### [Exercise instructions]
a. According to the sermon, why will some people probably leave the Episcopal Church? Answer in one to three sentences.
b. Write out the stretch of the sermon from "I am sure that" through "excluded and unwelcome.", copying the words exactly.

### [Exercise text]
════════

Benediction Online

Sunday, July 22, 2012

Generous Hospitality

Ephesians 2:11-22

It seems to be part of human nature to build walls. Walls between people. Walls to keep people in, walls to keep people out. At the time that the Letter to the Ephesians was written, probably at the end of the first century, one of the big divisions, at least from the Jewish perspective, was between Jew and non-Jew. But this division disappeared within the new Christian church –  we heard, “But now in Christ Jesus you who once were far off have been brought near by the blood of Christ. For he is our peace; in his flesh he has made both groups into one and has broken down the dividing wall, that is, the hostility between us.”

It had become clear to the early church that the grace of Jesus’ death and resurrection was available not only to the Jews, the traditional people of God, but also to Gentiles. In a similar way, earlier this month the Episcopal Church made it very clear that, as far as we are concerned, God’s grace is fully available to gay, lesbian, bisexual transgender and queer people. Since General Convention, there have been some cynical newspaper reports suggesting that in its death throes the Episcopal Church is making a last ditch effort to bring in the crowds, and in the process selling its soul to the wider culture, and by extension, the very Devil himself.

I am sure that there were people in the early church who came up with similar arguments when Peter and Paul began to talk about including Gentiles without expecting them to become Jews. Today it seems like a no-brainer – of course God wanted us in the Church – why wouldn’t she? But then it was a highly contentious issue. I imagine that some people left the Church because of it. Just like some people will probably leave the Episcopal Church because it is choosing to extend a gracious arm of hospitality to those who so often feel excluded and unwelcome.

════════

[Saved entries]
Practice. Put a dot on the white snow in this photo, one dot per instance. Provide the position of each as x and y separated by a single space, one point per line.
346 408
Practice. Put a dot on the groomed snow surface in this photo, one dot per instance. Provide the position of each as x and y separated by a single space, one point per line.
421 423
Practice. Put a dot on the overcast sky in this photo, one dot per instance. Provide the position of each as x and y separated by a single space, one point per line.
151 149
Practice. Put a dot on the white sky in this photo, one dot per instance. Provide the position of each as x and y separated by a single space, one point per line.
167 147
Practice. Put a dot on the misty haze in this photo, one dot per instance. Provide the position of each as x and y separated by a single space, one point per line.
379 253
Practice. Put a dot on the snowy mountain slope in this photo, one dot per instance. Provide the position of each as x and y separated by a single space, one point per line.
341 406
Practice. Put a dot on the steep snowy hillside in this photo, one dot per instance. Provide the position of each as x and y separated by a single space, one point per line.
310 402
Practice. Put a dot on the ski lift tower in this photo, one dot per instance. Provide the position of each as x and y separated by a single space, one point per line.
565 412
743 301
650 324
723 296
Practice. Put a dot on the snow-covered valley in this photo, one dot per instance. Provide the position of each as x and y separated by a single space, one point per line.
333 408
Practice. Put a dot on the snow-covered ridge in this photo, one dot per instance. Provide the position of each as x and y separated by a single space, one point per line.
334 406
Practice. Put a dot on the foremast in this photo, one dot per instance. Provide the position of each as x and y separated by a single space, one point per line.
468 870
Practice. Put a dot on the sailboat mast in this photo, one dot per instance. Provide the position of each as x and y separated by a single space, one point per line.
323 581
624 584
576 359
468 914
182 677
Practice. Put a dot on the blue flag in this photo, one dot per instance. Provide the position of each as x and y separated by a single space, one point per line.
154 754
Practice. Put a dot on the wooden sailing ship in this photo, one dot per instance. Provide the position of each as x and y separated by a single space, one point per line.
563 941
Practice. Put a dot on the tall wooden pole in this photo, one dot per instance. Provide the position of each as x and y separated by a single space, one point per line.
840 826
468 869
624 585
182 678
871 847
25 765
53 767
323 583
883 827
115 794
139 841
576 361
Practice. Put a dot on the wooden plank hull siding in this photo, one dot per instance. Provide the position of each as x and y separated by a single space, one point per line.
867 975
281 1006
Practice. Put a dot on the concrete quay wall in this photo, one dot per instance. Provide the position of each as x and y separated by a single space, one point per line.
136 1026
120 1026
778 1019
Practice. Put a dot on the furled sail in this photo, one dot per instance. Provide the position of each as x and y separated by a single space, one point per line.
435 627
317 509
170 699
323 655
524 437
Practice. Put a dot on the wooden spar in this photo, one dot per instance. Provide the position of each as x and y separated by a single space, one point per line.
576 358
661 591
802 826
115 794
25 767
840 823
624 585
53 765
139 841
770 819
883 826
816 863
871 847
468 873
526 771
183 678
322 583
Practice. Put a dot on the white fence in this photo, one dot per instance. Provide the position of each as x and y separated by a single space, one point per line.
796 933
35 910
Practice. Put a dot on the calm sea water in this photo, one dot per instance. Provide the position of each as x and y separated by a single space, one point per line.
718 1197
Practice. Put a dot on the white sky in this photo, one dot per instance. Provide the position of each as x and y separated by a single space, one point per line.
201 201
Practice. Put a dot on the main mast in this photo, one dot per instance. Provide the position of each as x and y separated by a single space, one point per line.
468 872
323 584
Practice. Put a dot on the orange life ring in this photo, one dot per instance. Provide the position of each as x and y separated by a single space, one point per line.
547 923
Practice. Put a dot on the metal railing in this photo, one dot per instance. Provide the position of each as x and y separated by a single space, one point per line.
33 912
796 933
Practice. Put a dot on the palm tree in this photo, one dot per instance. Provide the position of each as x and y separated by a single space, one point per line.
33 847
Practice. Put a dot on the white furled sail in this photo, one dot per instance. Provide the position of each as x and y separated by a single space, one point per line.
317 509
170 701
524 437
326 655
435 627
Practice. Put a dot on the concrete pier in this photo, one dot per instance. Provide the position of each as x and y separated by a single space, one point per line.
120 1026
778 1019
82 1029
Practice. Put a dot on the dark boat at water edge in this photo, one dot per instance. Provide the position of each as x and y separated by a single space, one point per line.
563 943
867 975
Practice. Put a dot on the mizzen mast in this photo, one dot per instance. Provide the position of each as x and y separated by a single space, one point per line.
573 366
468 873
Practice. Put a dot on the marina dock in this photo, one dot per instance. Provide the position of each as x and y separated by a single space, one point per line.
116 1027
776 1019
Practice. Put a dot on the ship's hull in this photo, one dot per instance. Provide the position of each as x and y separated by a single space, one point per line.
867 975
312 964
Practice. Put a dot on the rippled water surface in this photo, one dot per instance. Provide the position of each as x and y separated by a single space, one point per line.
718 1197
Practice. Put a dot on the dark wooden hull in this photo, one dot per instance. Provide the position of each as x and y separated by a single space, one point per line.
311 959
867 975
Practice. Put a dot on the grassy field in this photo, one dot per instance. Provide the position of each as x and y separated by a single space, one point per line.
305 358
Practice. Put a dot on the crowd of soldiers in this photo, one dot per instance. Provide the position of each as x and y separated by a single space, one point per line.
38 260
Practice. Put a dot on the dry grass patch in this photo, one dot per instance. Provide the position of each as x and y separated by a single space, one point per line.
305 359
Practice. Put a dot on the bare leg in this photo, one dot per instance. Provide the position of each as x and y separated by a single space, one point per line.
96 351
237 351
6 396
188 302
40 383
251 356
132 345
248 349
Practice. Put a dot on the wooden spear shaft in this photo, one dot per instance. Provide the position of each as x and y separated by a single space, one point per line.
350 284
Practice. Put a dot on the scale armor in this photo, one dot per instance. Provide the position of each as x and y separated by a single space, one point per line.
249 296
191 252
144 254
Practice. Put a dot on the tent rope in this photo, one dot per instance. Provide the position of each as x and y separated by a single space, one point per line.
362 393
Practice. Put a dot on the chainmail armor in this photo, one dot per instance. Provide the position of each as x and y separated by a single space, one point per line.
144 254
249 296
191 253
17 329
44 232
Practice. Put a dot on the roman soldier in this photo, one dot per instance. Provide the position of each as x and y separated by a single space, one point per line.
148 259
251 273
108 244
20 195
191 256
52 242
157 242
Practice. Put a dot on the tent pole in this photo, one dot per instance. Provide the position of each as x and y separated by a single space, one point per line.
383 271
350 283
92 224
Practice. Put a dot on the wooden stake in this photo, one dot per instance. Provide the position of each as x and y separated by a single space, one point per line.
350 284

════════

### [List of answers]
a. Some people will probably leave because the Episcopal Church is choosing to extend a gracious arm of hospitality to those who so often feel excluded and unwelcome.

b.
I am sure that there were people in the early church who came up with similar arguments when Peter and Paul began to talk about including Gentiles without expecting them to become Jews. Today it seems like a no-brainer – of course God wanted us in the Church – why wouldn’t she? But then it was a highly contentious issue. I imagine that some people left the Church because of it. Just like some people will probably leave the Episcopal Church because it is choosing to extend a gracious arm of hospitality to those who so often feel excluded and unwelcome.